Instruction: Reproduce the part of the data that opens with the line containing "the kitchen sink" and closes with the line containing "pixel 534 277", switching "dot" to "marker" and leaving everything else unchanged.

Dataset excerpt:
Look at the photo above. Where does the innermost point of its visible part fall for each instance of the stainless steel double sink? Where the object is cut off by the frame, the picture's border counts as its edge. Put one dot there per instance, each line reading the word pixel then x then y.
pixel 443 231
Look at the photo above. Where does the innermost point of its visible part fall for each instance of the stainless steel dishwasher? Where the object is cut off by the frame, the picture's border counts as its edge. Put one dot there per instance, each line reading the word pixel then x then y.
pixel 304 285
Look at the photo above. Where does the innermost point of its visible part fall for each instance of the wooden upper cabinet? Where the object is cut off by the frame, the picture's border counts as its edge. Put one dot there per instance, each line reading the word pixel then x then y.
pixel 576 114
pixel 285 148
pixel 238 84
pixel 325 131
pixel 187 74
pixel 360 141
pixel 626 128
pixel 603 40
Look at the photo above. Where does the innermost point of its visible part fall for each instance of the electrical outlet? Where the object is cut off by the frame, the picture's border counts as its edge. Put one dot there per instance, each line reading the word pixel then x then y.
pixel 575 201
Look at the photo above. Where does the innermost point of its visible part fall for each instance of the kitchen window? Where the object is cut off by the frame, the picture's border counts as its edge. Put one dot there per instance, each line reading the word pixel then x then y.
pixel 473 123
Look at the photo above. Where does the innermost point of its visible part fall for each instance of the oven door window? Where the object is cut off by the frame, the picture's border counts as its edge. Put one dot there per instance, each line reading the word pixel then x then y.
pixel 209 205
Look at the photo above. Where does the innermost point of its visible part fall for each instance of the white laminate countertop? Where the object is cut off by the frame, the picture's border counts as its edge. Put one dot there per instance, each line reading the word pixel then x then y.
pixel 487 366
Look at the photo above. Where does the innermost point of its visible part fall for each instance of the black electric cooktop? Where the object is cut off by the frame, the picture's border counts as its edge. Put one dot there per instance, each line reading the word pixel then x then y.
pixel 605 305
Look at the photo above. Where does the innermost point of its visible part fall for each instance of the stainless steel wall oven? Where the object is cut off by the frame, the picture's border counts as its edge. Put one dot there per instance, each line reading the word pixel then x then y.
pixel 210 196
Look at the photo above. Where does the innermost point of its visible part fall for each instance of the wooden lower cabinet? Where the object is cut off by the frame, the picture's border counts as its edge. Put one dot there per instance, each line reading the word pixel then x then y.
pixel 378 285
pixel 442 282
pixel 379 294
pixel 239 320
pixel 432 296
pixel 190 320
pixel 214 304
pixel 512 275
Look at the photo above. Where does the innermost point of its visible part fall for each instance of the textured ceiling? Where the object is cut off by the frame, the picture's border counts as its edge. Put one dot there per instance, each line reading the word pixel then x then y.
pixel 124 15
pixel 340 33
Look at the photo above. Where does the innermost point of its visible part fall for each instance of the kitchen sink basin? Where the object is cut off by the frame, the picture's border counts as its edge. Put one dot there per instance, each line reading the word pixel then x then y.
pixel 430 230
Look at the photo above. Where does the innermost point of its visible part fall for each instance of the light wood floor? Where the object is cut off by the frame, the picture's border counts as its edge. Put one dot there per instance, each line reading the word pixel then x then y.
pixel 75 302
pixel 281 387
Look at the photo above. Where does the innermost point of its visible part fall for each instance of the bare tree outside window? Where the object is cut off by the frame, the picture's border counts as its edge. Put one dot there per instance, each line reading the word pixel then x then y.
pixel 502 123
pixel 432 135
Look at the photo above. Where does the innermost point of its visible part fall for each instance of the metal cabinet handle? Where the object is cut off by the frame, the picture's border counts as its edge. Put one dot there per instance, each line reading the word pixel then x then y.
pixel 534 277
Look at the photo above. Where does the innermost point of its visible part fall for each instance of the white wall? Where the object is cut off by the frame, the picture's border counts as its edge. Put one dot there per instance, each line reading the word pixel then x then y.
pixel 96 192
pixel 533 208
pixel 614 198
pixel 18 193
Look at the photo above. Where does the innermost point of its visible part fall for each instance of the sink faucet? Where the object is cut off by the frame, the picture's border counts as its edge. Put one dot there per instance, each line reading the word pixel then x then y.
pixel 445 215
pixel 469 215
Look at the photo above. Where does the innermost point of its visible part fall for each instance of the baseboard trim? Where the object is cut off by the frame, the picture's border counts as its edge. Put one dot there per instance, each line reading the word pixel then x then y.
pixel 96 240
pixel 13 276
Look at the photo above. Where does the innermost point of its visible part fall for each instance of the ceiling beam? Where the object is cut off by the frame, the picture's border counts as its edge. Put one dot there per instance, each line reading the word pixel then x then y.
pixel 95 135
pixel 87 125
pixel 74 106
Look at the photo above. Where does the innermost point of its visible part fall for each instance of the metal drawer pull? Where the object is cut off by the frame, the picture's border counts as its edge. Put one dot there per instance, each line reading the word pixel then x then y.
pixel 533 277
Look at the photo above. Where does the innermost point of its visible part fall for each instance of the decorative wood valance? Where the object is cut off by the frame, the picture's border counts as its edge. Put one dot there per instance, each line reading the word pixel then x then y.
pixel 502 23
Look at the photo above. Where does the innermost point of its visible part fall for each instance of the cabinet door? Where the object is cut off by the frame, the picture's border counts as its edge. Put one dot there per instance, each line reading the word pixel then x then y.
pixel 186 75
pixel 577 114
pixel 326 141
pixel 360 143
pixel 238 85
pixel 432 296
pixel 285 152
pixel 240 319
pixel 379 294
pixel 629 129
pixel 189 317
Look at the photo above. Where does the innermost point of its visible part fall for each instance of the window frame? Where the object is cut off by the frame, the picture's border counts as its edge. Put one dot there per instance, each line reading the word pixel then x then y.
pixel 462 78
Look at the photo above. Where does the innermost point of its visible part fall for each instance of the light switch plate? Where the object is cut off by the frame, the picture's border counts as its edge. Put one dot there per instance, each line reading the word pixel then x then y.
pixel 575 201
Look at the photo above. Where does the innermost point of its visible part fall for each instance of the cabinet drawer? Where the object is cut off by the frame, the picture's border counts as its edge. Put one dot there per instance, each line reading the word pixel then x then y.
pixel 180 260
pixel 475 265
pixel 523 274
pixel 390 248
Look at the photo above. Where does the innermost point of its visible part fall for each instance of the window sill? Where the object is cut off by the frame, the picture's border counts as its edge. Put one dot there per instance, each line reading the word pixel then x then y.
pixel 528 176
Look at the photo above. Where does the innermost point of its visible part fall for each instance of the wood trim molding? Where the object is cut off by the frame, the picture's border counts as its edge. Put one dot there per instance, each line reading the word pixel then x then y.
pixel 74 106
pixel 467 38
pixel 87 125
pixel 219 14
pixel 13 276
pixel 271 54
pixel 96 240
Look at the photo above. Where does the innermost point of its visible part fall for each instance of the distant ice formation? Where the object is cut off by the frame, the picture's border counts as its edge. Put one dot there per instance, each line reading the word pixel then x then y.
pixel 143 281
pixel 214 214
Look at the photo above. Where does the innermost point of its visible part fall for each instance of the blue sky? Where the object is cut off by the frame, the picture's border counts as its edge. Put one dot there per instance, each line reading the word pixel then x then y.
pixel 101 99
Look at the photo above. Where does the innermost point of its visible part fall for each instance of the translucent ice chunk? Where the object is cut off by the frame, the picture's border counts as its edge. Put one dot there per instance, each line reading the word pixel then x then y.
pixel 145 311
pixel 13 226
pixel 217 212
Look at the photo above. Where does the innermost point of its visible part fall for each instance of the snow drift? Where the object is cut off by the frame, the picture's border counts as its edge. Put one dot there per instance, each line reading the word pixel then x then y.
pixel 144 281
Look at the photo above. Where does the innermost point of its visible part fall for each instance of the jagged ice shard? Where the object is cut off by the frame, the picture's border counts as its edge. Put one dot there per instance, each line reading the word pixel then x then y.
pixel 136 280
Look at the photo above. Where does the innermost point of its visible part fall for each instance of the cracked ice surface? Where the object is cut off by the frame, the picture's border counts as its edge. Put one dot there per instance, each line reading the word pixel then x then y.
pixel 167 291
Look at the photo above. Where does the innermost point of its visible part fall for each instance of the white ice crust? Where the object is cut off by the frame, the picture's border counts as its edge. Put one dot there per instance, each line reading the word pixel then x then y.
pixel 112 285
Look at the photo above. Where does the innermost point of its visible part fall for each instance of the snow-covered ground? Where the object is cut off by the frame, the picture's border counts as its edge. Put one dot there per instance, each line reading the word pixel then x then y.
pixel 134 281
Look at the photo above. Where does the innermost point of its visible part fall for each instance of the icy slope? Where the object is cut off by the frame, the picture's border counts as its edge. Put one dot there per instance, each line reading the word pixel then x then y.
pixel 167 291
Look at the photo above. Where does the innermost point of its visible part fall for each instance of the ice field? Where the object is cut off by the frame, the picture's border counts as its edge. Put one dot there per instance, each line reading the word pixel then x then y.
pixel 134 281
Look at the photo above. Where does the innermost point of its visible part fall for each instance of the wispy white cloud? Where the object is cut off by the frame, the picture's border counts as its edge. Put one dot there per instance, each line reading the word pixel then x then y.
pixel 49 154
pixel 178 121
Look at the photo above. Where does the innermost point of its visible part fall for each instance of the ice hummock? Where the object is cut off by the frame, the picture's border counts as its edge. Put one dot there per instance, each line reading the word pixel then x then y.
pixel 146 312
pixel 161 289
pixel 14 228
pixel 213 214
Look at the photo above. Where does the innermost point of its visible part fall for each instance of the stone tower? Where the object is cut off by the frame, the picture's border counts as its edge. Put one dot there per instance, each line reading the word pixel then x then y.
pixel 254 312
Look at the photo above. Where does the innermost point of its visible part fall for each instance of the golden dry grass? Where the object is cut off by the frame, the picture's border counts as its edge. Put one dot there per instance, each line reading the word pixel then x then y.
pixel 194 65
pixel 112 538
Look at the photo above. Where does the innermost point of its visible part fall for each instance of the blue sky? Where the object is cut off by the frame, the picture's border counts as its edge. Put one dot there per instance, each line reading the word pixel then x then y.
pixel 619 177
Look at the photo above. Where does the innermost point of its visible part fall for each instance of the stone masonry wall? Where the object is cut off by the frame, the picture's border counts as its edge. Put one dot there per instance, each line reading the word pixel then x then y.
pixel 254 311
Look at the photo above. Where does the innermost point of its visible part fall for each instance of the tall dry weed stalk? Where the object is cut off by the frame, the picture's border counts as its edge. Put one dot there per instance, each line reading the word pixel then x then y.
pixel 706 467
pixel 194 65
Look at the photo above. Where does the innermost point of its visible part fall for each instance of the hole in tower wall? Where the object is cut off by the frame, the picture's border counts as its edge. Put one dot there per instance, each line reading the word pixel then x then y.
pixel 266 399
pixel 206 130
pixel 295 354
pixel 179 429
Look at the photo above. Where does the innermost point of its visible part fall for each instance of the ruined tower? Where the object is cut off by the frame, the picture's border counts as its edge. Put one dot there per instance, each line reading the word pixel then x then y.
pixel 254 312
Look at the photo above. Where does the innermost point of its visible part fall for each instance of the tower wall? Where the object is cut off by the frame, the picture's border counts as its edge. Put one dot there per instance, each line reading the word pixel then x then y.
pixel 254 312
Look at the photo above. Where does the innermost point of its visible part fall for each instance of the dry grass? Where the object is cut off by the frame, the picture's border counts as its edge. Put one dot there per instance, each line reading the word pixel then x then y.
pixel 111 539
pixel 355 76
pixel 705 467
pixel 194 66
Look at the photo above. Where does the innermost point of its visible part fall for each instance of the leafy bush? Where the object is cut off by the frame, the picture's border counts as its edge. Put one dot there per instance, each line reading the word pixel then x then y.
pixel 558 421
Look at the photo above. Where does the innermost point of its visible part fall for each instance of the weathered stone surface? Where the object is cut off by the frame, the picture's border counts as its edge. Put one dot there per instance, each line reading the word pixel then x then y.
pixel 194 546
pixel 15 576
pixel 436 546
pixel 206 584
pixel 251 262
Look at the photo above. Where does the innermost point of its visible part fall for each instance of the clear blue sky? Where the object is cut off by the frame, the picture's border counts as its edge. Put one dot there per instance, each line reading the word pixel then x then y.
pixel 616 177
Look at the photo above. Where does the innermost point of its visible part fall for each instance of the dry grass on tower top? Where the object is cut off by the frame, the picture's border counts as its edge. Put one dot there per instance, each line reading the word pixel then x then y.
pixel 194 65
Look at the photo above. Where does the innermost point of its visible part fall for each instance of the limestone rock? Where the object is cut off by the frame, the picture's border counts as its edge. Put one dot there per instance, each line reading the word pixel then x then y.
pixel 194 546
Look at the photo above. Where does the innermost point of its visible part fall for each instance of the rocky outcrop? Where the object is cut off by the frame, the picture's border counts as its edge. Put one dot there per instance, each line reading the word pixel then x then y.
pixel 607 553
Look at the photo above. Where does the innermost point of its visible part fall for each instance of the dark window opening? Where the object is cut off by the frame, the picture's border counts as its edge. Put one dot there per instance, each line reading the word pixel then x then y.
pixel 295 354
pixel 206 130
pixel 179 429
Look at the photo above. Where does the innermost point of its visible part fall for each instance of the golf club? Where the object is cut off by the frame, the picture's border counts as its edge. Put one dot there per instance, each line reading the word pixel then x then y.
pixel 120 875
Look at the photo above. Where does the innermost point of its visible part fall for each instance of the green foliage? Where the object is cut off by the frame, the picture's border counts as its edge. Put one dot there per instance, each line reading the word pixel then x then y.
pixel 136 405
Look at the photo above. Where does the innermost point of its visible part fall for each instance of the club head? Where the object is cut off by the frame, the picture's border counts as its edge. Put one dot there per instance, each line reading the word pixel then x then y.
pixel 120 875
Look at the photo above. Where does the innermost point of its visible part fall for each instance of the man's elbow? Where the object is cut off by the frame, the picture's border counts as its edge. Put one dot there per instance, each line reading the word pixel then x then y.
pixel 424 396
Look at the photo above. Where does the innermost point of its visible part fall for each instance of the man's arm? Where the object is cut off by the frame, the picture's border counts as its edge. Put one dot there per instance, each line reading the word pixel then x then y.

Task output:
Look at the photo above. Where does the innermost point of its visible part fall for each instance of the kitchen sink basin? Where the object is cut off by the frame, the picture's border counts as its edge. Put one marker there per instance, each line reading the word pixel then x then y.
pixel 430 230
Look at the photo above. Where does the innermost point of its visible part fall for each instance of the light wood floor? Where the object is cut off by the frame, the picture's border counts as its edge. Put one marker there per instance, each line reading the word pixel then x then y.
pixel 75 302
pixel 281 387
Look at the photo above. Where does the innermost point of its visible part fall for each instance of the bare tree outside window? Where the object is cut off by the frame, the picture's border counts as its edge. Put one marker there per instance, each line reading the word pixel then x then y.
pixel 502 123
pixel 432 135
Look at the photo above. Where does the innermost point of its visible part fall for each instance of the metal cabinet handle? Where the object is cut off by the frame, the picture's border counts as its edge. Put one marker there per instance, each line reading the word pixel then x then y.
pixel 534 277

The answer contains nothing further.